## [Directions for this task]
Beginning with the line where "Query: rear side window" occurs, transcribe every line exactly through the last line of the listing below, and no others.

## [Information given]
============================================================

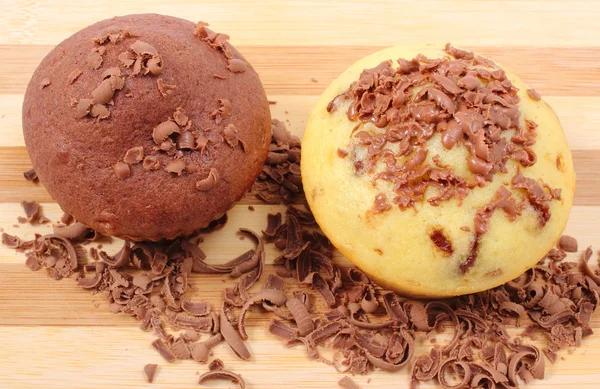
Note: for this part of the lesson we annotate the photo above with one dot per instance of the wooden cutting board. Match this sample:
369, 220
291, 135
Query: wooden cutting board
54, 335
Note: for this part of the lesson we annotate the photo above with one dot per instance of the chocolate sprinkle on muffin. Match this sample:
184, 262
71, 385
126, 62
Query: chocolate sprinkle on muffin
137, 156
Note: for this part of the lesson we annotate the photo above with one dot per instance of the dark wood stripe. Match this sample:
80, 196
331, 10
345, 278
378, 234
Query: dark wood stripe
289, 69
14, 161
34, 299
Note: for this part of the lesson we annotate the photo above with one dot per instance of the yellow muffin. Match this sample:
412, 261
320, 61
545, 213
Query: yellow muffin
439, 174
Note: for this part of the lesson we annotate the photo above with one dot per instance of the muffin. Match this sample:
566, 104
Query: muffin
436, 171
146, 127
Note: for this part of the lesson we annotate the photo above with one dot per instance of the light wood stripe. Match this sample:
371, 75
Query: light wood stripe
289, 69
355, 22
14, 161
65, 357
225, 244
580, 117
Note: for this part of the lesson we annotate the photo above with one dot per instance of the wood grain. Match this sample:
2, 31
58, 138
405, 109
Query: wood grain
289, 69
55, 335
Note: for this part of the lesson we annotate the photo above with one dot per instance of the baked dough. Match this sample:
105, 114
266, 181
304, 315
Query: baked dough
396, 245
146, 127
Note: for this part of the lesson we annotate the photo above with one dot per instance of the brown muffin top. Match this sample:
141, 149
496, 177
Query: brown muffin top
146, 126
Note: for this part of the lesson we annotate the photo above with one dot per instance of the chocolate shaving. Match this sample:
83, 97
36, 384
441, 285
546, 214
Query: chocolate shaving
301, 316
200, 351
236, 65
222, 374
134, 155
32, 212
231, 336
273, 296
209, 182
216, 364
164, 88
30, 175
73, 76
10, 241
468, 105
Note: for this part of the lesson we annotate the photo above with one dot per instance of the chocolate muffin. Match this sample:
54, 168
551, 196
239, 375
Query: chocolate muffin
146, 127
437, 172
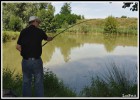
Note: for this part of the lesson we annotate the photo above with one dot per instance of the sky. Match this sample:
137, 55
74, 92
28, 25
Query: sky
91, 9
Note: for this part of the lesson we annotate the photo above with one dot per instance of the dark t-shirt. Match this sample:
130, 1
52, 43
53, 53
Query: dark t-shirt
30, 40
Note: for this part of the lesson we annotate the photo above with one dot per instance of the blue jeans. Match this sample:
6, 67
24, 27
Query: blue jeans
32, 68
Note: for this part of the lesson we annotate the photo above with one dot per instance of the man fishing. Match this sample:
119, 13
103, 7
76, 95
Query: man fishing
30, 46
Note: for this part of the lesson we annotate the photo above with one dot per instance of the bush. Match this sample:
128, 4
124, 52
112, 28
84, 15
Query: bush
110, 25
9, 35
53, 87
16, 23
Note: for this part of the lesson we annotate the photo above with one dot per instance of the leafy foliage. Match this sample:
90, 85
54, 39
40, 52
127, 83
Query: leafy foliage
134, 5
110, 25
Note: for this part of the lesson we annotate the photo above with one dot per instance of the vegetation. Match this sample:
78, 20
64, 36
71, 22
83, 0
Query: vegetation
9, 35
111, 25
16, 16
113, 84
53, 87
134, 5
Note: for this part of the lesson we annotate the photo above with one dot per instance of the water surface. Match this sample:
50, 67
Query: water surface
75, 58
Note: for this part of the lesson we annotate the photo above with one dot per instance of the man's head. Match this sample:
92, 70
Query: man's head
33, 20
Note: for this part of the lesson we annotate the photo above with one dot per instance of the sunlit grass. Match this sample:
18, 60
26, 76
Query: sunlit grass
53, 87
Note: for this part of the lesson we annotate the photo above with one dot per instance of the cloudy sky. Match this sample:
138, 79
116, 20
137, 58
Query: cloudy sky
92, 9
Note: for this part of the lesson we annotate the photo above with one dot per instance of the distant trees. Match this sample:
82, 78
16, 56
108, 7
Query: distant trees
133, 4
123, 16
65, 17
16, 15
110, 25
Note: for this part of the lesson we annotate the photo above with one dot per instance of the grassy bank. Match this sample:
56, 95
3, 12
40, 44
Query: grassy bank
125, 26
9, 35
116, 83
53, 87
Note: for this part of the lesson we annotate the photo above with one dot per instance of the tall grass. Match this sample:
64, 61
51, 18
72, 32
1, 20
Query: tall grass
125, 26
53, 87
9, 35
114, 84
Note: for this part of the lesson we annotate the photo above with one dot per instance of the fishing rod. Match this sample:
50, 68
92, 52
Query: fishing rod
65, 30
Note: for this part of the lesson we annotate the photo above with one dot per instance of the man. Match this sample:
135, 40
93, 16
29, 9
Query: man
30, 46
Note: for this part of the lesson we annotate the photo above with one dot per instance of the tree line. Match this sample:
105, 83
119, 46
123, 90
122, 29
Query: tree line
16, 16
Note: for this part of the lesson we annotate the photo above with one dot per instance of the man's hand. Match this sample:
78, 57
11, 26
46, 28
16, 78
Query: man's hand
49, 38
18, 47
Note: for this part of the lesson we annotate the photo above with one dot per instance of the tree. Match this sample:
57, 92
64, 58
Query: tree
66, 9
47, 18
123, 16
134, 5
110, 25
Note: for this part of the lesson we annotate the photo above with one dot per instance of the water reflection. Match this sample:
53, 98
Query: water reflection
76, 74
75, 58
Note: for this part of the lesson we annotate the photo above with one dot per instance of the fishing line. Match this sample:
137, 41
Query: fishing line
65, 30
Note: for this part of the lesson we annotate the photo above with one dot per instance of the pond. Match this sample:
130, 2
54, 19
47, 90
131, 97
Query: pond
75, 58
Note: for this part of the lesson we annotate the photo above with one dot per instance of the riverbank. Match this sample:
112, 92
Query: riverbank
53, 87
126, 26
115, 83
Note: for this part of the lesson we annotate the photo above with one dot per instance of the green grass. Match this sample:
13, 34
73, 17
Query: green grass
53, 87
114, 84
9, 35
125, 26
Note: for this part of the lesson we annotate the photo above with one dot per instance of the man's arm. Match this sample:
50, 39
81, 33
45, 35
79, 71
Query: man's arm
18, 47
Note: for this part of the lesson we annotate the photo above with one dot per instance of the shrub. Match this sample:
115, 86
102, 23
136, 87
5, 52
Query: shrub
110, 25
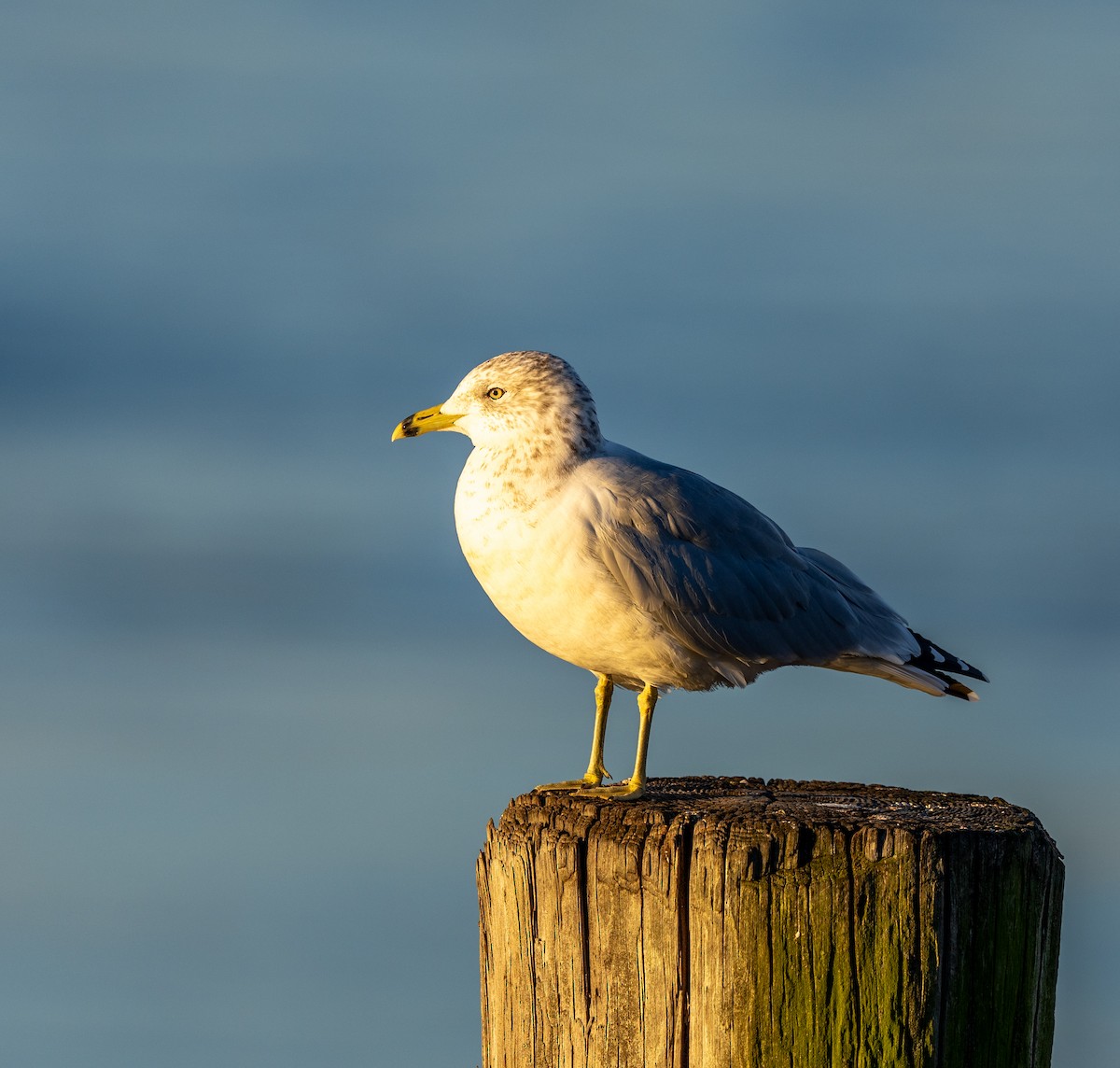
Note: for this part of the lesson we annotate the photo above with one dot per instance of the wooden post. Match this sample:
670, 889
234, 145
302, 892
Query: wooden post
734, 922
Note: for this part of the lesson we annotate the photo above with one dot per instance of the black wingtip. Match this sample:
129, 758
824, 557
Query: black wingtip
934, 659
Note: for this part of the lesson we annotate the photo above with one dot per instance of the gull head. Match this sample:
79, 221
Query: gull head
516, 401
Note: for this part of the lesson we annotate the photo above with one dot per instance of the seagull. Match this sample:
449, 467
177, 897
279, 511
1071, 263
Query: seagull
648, 575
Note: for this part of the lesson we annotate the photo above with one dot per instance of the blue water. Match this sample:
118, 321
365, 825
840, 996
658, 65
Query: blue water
858, 266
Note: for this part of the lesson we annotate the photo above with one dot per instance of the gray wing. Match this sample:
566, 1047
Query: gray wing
725, 580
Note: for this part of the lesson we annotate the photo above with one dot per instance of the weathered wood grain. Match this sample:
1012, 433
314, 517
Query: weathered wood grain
738, 922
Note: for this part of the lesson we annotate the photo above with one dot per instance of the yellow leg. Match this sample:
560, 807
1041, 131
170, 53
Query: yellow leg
634, 787
595, 770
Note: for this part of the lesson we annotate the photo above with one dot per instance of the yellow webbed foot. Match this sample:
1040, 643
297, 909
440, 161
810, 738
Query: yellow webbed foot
589, 781
621, 792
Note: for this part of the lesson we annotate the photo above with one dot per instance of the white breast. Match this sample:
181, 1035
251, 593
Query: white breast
531, 549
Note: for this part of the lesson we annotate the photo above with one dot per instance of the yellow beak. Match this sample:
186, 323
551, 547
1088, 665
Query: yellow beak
423, 421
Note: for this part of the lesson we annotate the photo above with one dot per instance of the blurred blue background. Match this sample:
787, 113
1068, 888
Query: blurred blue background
858, 263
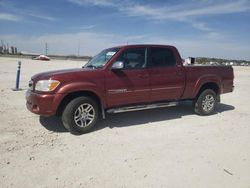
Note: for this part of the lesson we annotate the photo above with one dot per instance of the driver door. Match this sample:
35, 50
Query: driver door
129, 85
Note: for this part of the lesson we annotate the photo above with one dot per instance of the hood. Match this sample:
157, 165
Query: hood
57, 74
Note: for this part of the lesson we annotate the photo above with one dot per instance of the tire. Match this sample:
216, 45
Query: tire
206, 103
80, 115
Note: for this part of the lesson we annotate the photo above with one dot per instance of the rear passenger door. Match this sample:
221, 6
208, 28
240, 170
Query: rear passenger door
131, 84
167, 80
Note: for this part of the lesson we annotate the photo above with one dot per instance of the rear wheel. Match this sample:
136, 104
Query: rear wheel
206, 102
80, 115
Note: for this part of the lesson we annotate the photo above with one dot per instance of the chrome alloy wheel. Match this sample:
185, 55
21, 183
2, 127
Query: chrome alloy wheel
84, 115
208, 103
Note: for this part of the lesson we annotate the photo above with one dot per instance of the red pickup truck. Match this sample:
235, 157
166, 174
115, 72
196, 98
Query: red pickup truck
126, 78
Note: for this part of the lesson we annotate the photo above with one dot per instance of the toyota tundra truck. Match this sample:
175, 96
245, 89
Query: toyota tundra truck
126, 78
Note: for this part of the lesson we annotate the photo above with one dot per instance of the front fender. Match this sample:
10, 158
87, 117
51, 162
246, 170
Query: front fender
83, 86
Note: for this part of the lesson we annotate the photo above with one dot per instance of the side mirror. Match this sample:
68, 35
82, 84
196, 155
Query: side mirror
118, 65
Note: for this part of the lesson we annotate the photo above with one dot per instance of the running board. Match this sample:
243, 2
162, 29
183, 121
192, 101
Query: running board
141, 107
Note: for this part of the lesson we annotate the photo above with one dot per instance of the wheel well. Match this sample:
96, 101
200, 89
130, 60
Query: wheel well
74, 95
210, 85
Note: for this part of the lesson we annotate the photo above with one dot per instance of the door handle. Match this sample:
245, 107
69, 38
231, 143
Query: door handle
178, 73
143, 76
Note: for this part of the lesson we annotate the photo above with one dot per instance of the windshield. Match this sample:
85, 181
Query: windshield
102, 58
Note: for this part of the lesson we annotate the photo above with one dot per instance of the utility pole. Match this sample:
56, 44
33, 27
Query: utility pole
78, 49
46, 48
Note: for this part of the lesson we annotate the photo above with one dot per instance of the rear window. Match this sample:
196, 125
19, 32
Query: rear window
161, 57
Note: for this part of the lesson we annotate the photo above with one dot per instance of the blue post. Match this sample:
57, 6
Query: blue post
18, 76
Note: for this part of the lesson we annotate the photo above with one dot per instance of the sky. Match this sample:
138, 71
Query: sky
198, 28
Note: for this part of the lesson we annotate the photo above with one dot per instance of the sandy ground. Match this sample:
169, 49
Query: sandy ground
169, 147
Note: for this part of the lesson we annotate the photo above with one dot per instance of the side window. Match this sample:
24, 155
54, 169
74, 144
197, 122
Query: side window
161, 57
133, 58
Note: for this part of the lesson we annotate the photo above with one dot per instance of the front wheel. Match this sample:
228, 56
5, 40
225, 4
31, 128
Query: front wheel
206, 102
80, 115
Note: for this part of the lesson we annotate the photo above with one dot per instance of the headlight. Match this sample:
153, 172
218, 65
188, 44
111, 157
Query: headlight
46, 85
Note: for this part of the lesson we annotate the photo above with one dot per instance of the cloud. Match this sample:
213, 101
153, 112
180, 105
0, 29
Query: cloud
29, 11
105, 3
190, 13
9, 17
92, 42
88, 27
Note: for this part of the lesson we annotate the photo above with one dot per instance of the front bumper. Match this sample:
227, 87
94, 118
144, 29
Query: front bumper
43, 104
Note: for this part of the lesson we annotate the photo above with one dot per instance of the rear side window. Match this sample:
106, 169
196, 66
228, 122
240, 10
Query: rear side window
133, 58
161, 57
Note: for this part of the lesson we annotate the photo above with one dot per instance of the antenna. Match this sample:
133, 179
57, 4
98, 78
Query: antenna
46, 48
78, 49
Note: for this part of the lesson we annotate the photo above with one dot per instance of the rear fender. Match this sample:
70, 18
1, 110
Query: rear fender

============================================================

## [Exercise solution]
Query: rear side window
133, 58
161, 57
Note: for this part of the lesson we annotate the photo above with one dot per instance of the antenna. Match this sample:
133, 179
57, 4
98, 78
Query: antenna
46, 48
78, 49
Note: for this part of the lesson we annotate the photo above with one dot per instance of the rear fender. Match this sample:
70, 18
1, 110
Query: rear fender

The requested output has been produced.